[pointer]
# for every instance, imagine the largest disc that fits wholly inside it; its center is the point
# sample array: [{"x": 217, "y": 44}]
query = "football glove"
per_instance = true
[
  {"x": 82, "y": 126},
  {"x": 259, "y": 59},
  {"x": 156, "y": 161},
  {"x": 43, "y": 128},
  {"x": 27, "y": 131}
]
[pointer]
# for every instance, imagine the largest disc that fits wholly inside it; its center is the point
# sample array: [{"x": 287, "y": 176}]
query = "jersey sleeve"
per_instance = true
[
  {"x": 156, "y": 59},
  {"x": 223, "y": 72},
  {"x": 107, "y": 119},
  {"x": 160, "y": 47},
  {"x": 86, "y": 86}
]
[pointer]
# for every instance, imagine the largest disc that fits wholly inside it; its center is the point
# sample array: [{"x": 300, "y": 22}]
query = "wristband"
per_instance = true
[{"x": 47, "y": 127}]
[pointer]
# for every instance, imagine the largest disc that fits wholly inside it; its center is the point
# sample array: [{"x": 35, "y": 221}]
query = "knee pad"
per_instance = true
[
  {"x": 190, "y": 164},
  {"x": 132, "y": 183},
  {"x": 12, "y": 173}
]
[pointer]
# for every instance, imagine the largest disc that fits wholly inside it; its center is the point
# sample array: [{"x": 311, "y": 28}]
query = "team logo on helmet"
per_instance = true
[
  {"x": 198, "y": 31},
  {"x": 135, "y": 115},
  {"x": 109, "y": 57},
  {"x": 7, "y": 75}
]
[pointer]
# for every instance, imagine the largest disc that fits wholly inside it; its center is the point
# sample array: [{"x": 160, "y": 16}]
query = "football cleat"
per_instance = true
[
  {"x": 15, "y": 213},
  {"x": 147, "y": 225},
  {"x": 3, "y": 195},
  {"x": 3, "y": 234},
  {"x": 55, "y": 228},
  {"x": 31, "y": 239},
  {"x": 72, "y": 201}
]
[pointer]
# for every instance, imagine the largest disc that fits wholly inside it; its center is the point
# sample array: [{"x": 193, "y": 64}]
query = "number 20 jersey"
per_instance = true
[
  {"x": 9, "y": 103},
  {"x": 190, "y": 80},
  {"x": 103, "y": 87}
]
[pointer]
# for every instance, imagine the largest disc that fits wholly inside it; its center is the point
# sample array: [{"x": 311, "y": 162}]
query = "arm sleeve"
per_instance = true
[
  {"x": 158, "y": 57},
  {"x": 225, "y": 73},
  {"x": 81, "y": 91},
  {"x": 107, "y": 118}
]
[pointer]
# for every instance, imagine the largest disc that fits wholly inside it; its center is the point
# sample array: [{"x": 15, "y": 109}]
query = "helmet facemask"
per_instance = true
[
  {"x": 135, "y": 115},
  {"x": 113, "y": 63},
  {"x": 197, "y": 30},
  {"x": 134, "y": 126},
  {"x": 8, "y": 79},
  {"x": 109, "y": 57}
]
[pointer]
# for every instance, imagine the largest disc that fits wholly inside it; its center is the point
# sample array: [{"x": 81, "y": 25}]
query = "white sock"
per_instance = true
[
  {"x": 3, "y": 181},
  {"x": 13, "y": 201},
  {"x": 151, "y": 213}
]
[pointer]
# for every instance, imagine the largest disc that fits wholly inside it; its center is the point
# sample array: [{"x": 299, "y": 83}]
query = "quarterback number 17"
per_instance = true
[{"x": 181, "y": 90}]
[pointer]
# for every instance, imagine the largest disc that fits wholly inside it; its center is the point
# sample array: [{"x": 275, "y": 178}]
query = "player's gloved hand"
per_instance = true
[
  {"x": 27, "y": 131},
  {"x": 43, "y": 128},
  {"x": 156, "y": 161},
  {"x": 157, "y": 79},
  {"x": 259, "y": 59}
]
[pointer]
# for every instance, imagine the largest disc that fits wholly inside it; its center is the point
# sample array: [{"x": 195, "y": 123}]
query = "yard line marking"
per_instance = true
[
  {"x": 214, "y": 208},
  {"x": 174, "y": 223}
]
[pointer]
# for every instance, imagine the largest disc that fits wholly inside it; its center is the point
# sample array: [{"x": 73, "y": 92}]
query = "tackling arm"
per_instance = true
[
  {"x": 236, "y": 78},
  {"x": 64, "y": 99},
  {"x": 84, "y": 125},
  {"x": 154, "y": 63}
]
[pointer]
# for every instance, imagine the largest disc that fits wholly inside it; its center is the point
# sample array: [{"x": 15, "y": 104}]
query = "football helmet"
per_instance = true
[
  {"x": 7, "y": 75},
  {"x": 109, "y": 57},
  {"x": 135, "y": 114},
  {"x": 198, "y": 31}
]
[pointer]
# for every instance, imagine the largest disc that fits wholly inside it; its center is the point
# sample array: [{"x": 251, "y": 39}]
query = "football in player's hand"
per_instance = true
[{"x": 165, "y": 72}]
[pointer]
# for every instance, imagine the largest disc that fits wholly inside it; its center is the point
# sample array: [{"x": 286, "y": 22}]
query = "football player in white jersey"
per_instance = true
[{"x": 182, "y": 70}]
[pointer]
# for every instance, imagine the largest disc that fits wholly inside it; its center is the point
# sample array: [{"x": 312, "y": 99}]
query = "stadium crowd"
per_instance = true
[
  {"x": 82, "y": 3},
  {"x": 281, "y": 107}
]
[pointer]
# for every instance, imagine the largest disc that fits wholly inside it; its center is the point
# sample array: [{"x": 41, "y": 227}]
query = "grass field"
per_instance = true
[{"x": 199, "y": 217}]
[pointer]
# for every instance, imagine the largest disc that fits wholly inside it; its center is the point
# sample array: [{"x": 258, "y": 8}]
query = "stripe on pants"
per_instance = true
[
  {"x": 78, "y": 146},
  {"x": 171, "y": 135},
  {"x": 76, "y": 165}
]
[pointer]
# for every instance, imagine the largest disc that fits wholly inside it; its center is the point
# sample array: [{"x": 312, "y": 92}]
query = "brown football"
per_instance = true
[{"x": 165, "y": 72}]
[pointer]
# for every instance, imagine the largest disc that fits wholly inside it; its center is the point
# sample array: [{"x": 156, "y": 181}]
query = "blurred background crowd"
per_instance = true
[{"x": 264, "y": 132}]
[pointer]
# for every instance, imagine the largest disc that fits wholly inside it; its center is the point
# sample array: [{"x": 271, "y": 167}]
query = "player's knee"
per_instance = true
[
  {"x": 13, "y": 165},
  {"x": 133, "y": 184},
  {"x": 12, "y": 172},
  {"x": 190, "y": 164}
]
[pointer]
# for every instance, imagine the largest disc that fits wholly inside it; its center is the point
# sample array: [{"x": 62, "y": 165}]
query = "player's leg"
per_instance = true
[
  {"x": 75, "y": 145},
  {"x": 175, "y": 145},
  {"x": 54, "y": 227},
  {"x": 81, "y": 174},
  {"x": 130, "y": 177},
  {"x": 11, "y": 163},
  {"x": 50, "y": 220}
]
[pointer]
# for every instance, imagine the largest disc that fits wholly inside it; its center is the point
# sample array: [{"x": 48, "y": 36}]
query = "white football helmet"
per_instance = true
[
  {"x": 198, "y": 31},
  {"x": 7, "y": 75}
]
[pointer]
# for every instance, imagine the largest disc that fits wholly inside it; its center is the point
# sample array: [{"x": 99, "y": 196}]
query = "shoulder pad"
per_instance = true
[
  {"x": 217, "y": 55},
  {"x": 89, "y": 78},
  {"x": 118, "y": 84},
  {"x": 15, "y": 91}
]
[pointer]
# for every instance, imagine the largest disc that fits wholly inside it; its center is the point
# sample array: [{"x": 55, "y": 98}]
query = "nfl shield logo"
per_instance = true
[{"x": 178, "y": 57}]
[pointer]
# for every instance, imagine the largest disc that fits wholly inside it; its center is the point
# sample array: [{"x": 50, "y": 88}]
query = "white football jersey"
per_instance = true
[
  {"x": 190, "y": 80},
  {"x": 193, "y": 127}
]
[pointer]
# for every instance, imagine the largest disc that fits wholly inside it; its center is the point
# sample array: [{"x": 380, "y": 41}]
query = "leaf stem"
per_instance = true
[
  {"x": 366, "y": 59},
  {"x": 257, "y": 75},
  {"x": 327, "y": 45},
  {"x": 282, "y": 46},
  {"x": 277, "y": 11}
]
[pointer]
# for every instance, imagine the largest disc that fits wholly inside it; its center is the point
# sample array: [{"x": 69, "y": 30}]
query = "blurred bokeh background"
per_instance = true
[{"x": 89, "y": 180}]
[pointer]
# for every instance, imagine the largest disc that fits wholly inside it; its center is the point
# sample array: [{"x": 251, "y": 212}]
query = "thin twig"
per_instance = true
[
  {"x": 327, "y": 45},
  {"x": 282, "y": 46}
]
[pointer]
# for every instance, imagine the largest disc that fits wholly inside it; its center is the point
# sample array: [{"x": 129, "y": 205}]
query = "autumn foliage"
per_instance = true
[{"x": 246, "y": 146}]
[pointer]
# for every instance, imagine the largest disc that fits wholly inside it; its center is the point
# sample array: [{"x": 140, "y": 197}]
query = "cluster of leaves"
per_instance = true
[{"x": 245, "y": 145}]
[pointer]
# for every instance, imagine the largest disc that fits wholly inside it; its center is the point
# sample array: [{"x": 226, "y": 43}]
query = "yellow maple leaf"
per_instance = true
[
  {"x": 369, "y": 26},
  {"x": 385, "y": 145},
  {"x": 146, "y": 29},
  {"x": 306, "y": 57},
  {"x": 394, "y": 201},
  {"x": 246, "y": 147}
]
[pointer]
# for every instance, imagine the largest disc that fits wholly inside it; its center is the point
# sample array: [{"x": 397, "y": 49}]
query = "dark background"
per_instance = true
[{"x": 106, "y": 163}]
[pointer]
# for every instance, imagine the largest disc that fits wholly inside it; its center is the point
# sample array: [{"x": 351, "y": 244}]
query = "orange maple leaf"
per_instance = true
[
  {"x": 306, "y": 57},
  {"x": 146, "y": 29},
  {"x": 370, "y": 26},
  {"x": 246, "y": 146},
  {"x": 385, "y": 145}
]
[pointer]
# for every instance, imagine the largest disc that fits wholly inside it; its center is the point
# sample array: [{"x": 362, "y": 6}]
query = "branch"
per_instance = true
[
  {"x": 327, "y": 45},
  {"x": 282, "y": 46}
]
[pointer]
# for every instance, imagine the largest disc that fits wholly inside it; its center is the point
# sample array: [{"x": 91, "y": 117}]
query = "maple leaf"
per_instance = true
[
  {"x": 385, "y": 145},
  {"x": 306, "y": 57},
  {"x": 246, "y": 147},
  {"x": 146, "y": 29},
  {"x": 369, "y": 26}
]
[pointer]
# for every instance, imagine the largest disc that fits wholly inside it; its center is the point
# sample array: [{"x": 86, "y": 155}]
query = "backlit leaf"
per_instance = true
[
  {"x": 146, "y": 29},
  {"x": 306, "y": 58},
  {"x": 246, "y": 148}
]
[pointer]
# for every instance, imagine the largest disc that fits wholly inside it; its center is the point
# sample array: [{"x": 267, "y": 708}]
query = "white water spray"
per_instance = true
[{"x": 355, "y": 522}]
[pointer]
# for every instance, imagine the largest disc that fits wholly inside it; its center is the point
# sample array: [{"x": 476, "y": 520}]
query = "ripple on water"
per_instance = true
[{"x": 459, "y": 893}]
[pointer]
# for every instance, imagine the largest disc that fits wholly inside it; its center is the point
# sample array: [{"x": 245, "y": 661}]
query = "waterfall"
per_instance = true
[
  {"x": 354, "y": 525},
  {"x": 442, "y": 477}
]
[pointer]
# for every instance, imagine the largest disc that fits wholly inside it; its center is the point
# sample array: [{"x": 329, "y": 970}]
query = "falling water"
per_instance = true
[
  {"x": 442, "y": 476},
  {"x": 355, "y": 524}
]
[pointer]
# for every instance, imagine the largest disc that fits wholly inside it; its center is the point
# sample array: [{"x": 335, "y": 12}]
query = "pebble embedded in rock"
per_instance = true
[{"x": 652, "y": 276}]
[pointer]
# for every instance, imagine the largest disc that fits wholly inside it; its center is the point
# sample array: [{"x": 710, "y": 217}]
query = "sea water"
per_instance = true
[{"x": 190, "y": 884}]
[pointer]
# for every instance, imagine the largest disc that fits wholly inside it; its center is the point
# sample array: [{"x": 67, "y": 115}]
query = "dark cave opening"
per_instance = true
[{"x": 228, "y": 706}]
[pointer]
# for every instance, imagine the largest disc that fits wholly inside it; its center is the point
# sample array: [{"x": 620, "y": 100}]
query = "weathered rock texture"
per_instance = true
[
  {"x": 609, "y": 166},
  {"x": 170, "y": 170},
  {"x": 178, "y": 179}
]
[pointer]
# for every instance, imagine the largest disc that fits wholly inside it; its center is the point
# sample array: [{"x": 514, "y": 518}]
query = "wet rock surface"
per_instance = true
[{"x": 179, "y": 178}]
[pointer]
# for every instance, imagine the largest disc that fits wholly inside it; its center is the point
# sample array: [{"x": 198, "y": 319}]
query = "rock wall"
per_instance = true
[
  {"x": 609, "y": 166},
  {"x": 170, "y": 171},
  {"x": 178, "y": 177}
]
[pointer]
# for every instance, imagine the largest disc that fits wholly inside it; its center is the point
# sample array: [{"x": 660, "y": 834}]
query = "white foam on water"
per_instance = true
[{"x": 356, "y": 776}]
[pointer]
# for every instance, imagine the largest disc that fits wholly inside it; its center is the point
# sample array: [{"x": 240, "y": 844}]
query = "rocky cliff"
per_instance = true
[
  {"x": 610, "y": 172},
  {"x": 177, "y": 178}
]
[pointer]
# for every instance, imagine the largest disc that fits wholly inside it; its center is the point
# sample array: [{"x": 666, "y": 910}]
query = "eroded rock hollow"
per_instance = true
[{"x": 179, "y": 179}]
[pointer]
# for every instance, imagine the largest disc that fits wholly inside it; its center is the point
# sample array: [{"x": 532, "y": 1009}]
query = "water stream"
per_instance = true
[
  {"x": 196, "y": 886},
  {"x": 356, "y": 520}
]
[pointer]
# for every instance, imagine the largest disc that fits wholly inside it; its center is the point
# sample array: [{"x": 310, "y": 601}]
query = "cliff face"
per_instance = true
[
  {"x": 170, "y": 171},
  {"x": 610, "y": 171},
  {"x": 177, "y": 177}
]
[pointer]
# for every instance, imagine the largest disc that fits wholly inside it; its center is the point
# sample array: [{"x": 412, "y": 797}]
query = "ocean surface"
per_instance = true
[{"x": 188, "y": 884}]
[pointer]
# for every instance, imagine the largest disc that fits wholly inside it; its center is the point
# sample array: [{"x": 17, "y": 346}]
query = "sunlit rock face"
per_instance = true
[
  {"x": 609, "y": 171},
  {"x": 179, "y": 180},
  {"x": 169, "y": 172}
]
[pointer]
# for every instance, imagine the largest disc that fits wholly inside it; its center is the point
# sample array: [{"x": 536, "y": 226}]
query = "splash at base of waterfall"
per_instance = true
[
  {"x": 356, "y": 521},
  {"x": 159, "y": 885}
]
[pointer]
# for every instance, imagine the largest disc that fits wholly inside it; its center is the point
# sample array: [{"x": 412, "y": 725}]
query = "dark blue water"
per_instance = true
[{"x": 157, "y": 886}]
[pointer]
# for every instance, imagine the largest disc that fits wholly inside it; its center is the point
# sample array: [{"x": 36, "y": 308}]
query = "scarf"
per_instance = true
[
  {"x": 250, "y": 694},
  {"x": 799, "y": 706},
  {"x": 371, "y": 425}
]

__WORK ITEM__
Looking only at the data above, say how many of its lines contain the string "white", and nothing more.

__EXERCISE OUTPUT__
6